[Work to be completed]:
Could you print the full listing below, keeping each line identical?

[Information given]:
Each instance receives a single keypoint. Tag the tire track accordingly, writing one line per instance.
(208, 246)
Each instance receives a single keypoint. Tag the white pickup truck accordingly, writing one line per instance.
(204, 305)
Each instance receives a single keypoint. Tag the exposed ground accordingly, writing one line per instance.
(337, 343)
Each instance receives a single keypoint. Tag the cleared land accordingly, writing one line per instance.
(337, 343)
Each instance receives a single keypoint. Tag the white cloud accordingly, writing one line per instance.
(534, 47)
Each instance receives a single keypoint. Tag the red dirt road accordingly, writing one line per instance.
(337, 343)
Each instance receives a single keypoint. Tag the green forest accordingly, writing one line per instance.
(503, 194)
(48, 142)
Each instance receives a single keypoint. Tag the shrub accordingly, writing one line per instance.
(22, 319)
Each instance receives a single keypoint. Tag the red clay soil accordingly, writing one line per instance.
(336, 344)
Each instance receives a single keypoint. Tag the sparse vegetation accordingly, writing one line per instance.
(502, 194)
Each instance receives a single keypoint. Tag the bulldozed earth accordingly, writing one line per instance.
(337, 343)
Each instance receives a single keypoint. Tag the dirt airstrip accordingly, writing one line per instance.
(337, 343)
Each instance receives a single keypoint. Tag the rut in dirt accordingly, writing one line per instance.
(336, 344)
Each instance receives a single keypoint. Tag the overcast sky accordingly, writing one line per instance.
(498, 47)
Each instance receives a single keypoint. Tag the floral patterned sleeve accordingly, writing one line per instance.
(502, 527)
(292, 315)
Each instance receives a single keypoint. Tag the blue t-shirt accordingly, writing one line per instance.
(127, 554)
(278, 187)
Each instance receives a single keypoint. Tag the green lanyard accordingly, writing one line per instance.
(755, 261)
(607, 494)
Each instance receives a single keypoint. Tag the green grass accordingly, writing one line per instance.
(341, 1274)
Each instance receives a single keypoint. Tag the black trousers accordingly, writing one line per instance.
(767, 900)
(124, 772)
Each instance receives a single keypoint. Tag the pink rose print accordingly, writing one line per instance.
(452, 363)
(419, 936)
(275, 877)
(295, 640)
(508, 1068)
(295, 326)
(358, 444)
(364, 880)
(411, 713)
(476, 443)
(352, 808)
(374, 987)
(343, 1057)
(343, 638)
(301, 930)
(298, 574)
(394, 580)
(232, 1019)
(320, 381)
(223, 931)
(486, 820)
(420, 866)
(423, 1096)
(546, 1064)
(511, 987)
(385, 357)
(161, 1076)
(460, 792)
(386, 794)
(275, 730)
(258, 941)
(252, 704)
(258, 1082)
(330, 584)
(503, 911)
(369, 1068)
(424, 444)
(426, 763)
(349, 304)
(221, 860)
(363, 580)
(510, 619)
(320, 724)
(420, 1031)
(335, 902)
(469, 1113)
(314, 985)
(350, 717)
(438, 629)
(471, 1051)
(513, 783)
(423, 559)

[Reply to the task]:
Each instance receives a single keypoint. Tag the tire track accordingly, writing one line per instance.
(208, 246)
Each instance receives a single keypoint. Tag the white pickup truck accordingly, writing one line per instance.
(204, 305)
Each instance receives a single keypoint. Tag the exposed ground accordingly, writing one line per instance.
(337, 343)
Each instance receives a single keypoint. Tag the cleared land accordingly, writing one line per instance.
(337, 343)
Each instance receives a single keypoint. Tag the white cloud accordingly, writing one line per instance.
(534, 47)
Each instance receives a single keypoint. Tag the red dirt road accordingly, writing one line per instance.
(337, 343)
Each instance receives a single keypoint. Tag the green forest accordingly, writing one line per instance.
(503, 194)
(48, 142)
Each instance receives a single keypoint. Tag the shrub accordingly, writing one line per instance.
(22, 319)
Each instance receives a single keypoint. Tag the red clay soil accordingly, writing one line per instance.
(336, 344)
Each instance receives a single keypoint. Tag the sparse vegetation accordingly, writing one line per instance.
(502, 194)
Each instance receives a single keypoint. Tag the bulldozed earth accordingly, writing one line per instance.
(337, 343)
Each instance receives a single keypoint. Tag the dirt airstrip accordingly, writing one line per instance.
(337, 343)
Each instance receives a single keypoint. Tag the rut in dirt accordingly, writing one line per instance.
(336, 344)
Each instance receives a single keypoint. Tag the overcast sky accordingly, writing one line per instance.
(498, 47)
Each instance receives a single keypoint. Tag the floral patterned sleeve accordingly, writing one line per instance.
(502, 527)
(292, 315)
Each instance receives a single keypoint. Tag the blue t-shirt accordingly, writing one line per instance.
(127, 554)
(278, 187)
Each instance receives a single keypoint. Tag the green lanyard accordingly, writing one line per instance.
(755, 261)
(607, 494)
Each instance receives a single keypoint. Tag the green grass accordingly, writing one line per instance.
(341, 1274)
Each instance receives a single keypoint. Tag the black trousers accordingly, writing one line per instance.
(767, 900)
(124, 772)
Each instance receives a single keypoint. Tag the pink rose print accordingly, writing one line per instance.
(452, 363)
(419, 936)
(275, 877)
(295, 640)
(508, 1068)
(295, 326)
(358, 444)
(364, 880)
(411, 713)
(476, 443)
(352, 808)
(374, 987)
(343, 1057)
(343, 638)
(301, 930)
(298, 574)
(394, 580)
(232, 1019)
(320, 381)
(223, 931)
(486, 820)
(420, 866)
(423, 1096)
(546, 1064)
(511, 987)
(385, 357)
(161, 1076)
(460, 792)
(386, 794)
(275, 730)
(258, 941)
(252, 704)
(258, 1082)
(330, 584)
(503, 911)
(369, 1068)
(424, 444)
(426, 763)
(349, 304)
(221, 860)
(363, 580)
(510, 619)
(320, 724)
(420, 1031)
(335, 902)
(469, 1113)
(314, 985)
(350, 717)
(438, 629)
(471, 1051)
(513, 783)
(423, 559)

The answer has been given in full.